— TEXT —
Site Crawling Guide

Learn how to discover URLs on a website and scrape them in bulk using Meter’s site crawling feature.

Overview

Site crawling automates the process of finding URLs to scrape. Instead of manually collecting URLs, you configure how to discover them and Meter does the rest. Use site crawling when:

You need to scrape many pages from the same site
URLs follow a pattern (sitemaps, pagination, link structure)
You want to create recurring scrapes of discovered URLs

Prerequisites

Before you start:

Create a Meter account at meter.sh
Have a strategy ready for the pages you want to scrape
Know how URLs are organized on your target site

Choosing a discovery method

Method	Best for	Example
Sitemap	Sites with `sitemap.xml`	E-commerce product catalogs
Pagination	Predictable page URLs	Search results, listings
Link Pattern	Crawling by following links	News articles, blog posts

Method 1: Sitemap discovery

Sitemaps are the fastest and most reliable discovery method.

Step 1: Find the sitemap

Most sites have a sitemap at /sitemap.xml or listed in robots.txt:

# Check common locations
curl https://example.com/sitemap.xml
curl https://example.com/robots.txt | grep -i sitemap

Step 2: Start discovery

Dashboard
REST API

Go to the Dashboard and click Discover URLs
Select Sitemap as the discovery method
Enter the sitemap URL (e.g., https://shop.com/sitemap.xml)
Optionally add a URL pattern to filter results
Click Start Discovery

curl -X POST https://api.meter.sh/discover \
  -H "Authorization: Bearer sk_live_..." \
  -H "Content-Type: application/json" \
  -d '{
    "discovery": {
      "method": "sitemap",
      "sitemap_url": "https://shop.com/sitemap.xml",
      "url_pattern": "products/*/",
      "max_urls": 1000
    }
  }'

Response:

{
  "discovery_id": "550e8400-e29b-41d4-a716-446655440000",
  "status": "pending",
  "discovery_method": "sitemap",
  "root_url": "https://shop.com/sitemap.xml"
}

Step 3: Poll for results

Discovery runs asynchronously. Poll until status is completed:

curl https://api.meter.sh/discover/550e8400-e29b-41d4-a716-446655440000 \
  -H "Authorization: Bearer sk_live_..."

— WHAT TO WORK ON —
(1) In the site crawling guide, which discovery method is the fastest and most reliable?
(2) Quote the lines of the records from the one containing "Tag the eyelash" through the one containing "<point>252,301</point>", including both of those lines.

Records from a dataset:

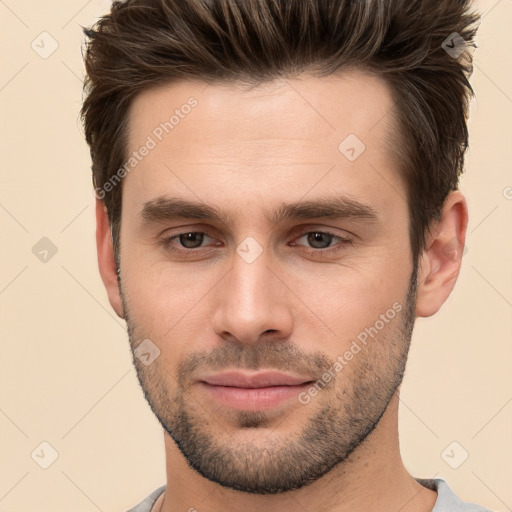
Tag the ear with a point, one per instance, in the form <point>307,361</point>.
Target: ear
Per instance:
<point>106,261</point>
<point>440,262</point>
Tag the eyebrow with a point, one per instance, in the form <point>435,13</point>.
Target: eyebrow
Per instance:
<point>166,208</point>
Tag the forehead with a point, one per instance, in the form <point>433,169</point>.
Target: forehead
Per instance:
<point>280,137</point>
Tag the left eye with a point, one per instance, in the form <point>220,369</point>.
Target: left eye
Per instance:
<point>320,241</point>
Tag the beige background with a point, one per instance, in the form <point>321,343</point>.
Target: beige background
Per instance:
<point>65,369</point>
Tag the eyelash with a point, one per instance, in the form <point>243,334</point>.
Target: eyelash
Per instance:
<point>166,242</point>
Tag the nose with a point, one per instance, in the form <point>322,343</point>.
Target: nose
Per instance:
<point>252,301</point>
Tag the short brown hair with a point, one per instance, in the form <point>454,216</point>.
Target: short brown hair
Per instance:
<point>144,43</point>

— SOLUTIONS BELOW —
(1) Sitemap discovery.

(2)
Tag the eyelash with a point, one per instance, in the form <point>243,334</point>.
Target: eyelash
Per instance:
<point>166,242</point>
Tag the nose with a point, one per instance, in the form <point>322,343</point>.
Target: nose
Per instance:
<point>252,301</point>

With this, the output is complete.